## TASK
Find every line of the material below that contains the string "blouse", with case counting, and copy each such line in full.

## MATERIAL FOR THIS EXERCISE
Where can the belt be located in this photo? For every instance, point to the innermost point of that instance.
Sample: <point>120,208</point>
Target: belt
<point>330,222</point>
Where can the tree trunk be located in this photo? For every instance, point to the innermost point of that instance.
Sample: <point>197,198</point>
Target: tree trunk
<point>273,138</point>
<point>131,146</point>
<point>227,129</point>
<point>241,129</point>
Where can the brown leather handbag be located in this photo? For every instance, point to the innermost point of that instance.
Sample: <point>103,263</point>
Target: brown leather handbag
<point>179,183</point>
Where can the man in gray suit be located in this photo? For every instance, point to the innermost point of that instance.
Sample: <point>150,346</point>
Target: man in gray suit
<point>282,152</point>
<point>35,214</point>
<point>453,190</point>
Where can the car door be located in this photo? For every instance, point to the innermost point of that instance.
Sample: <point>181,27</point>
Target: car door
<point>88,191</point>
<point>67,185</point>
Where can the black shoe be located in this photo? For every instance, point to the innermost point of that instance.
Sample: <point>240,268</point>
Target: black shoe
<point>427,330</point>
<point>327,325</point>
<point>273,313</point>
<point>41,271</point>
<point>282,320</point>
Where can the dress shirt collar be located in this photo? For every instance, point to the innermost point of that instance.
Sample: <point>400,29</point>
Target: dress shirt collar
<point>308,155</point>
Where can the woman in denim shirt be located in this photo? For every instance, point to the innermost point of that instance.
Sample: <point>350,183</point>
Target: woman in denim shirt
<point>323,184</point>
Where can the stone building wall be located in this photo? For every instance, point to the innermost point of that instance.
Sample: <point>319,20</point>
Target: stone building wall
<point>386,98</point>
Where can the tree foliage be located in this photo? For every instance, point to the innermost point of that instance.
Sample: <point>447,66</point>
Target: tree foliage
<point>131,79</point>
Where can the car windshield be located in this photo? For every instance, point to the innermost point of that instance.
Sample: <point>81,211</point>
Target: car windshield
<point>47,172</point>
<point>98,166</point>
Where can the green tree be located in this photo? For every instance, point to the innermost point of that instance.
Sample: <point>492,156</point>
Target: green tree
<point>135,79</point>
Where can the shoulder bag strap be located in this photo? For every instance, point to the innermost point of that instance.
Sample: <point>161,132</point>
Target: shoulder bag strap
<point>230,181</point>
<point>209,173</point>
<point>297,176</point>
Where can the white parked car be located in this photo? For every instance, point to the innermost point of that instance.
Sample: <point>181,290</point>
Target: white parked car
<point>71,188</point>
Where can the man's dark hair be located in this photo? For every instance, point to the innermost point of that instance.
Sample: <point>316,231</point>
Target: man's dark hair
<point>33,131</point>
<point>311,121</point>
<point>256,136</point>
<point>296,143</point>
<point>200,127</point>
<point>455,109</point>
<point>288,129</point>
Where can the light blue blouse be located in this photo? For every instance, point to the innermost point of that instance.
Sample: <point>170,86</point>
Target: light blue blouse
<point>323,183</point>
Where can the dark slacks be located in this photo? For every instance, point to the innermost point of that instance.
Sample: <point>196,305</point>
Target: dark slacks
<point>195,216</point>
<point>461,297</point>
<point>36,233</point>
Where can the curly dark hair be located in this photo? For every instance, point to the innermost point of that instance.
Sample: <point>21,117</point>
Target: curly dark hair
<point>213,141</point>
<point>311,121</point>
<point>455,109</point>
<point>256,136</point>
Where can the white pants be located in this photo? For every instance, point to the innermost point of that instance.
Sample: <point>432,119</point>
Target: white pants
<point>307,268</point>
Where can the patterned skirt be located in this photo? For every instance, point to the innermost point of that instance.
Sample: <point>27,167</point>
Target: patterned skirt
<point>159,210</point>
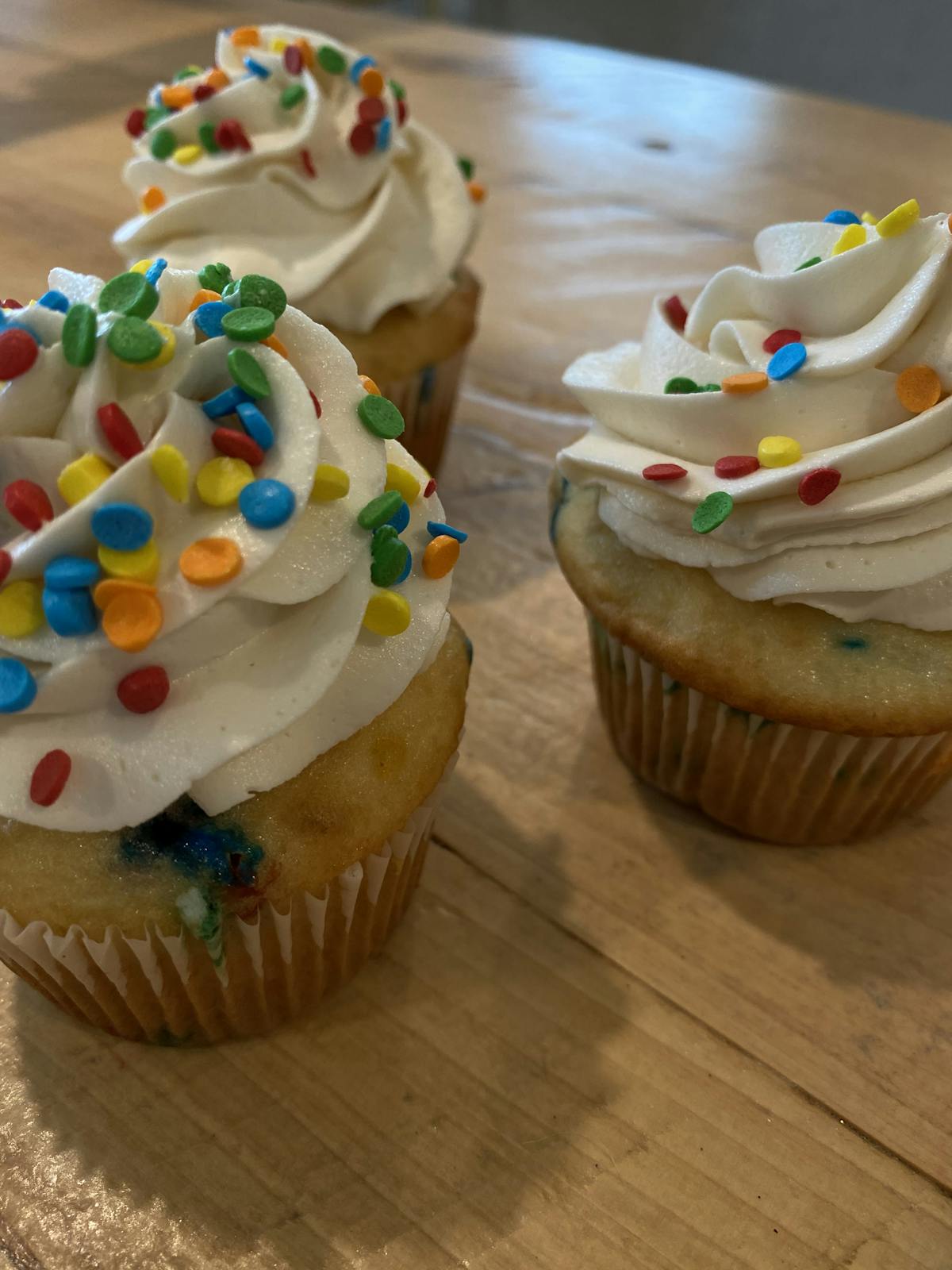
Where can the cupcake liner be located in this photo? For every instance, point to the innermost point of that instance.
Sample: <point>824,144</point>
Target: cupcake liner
<point>225,977</point>
<point>767,780</point>
<point>425,402</point>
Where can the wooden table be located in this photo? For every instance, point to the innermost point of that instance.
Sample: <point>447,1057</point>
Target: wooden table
<point>608,1034</point>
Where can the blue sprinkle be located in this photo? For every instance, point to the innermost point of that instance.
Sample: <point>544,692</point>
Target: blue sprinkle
<point>400,518</point>
<point>267,503</point>
<point>55,300</point>
<point>71,573</point>
<point>842,217</point>
<point>257,69</point>
<point>225,403</point>
<point>209,318</point>
<point>359,67</point>
<point>70,613</point>
<point>122,526</point>
<point>255,425</point>
<point>17,686</point>
<point>786,361</point>
<point>437,527</point>
<point>156,270</point>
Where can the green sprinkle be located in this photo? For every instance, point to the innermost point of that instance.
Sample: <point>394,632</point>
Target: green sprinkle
<point>129,294</point>
<point>380,510</point>
<point>292,95</point>
<point>681,384</point>
<point>206,135</point>
<point>248,374</point>
<point>249,324</point>
<point>259,292</point>
<point>380,417</point>
<point>332,60</point>
<point>163,144</point>
<point>215,277</point>
<point>79,336</point>
<point>712,512</point>
<point>133,341</point>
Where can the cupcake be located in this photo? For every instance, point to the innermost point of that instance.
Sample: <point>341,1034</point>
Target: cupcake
<point>759,527</point>
<point>230,691</point>
<point>294,158</point>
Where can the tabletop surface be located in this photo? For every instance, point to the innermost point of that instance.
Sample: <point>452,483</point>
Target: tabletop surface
<point>608,1034</point>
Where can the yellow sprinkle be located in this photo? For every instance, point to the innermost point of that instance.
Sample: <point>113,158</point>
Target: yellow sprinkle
<point>403,482</point>
<point>386,614</point>
<point>171,468</point>
<point>187,154</point>
<point>221,480</point>
<point>329,483</point>
<point>899,220</point>
<point>82,476</point>
<point>854,235</point>
<point>140,565</point>
<point>778,451</point>
<point>21,610</point>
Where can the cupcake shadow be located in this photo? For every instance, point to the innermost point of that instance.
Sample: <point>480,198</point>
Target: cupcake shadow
<point>450,1079</point>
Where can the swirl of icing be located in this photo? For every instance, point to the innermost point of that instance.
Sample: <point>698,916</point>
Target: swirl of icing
<point>880,544</point>
<point>327,186</point>
<point>270,666</point>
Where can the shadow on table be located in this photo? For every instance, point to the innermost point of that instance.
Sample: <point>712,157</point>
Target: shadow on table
<point>450,1080</point>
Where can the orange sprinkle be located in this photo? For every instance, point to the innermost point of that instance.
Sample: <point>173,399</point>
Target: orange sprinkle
<point>211,562</point>
<point>203,298</point>
<point>245,37</point>
<point>152,200</point>
<point>371,82</point>
<point>273,342</point>
<point>109,588</point>
<point>918,389</point>
<point>441,556</point>
<point>132,620</point>
<point>177,95</point>
<point>748,381</point>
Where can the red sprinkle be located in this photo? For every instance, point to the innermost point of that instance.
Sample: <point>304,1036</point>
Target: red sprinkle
<point>144,690</point>
<point>664,471</point>
<point>736,465</point>
<point>18,352</point>
<point>29,505</point>
<point>676,311</point>
<point>371,110</point>
<point>238,444</point>
<point>118,431</point>
<point>774,343</point>
<point>818,484</point>
<point>362,139</point>
<point>136,122</point>
<point>50,778</point>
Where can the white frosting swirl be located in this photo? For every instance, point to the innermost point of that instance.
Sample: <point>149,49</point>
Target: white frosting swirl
<point>880,546</point>
<point>267,671</point>
<point>367,233</point>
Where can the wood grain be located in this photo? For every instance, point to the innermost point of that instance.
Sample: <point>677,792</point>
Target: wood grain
<point>608,1034</point>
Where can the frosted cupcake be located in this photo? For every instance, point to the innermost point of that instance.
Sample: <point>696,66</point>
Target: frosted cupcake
<point>759,526</point>
<point>295,158</point>
<point>230,690</point>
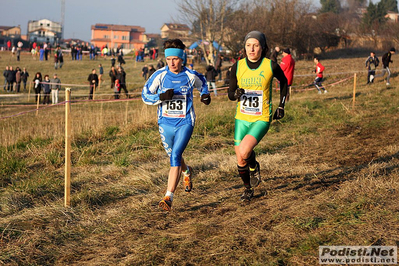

## OUTPUT BELOW
Where can the light blue blouse be located in this photo? For every instance, point to the innermost point of that instance.
Target: light blue blouse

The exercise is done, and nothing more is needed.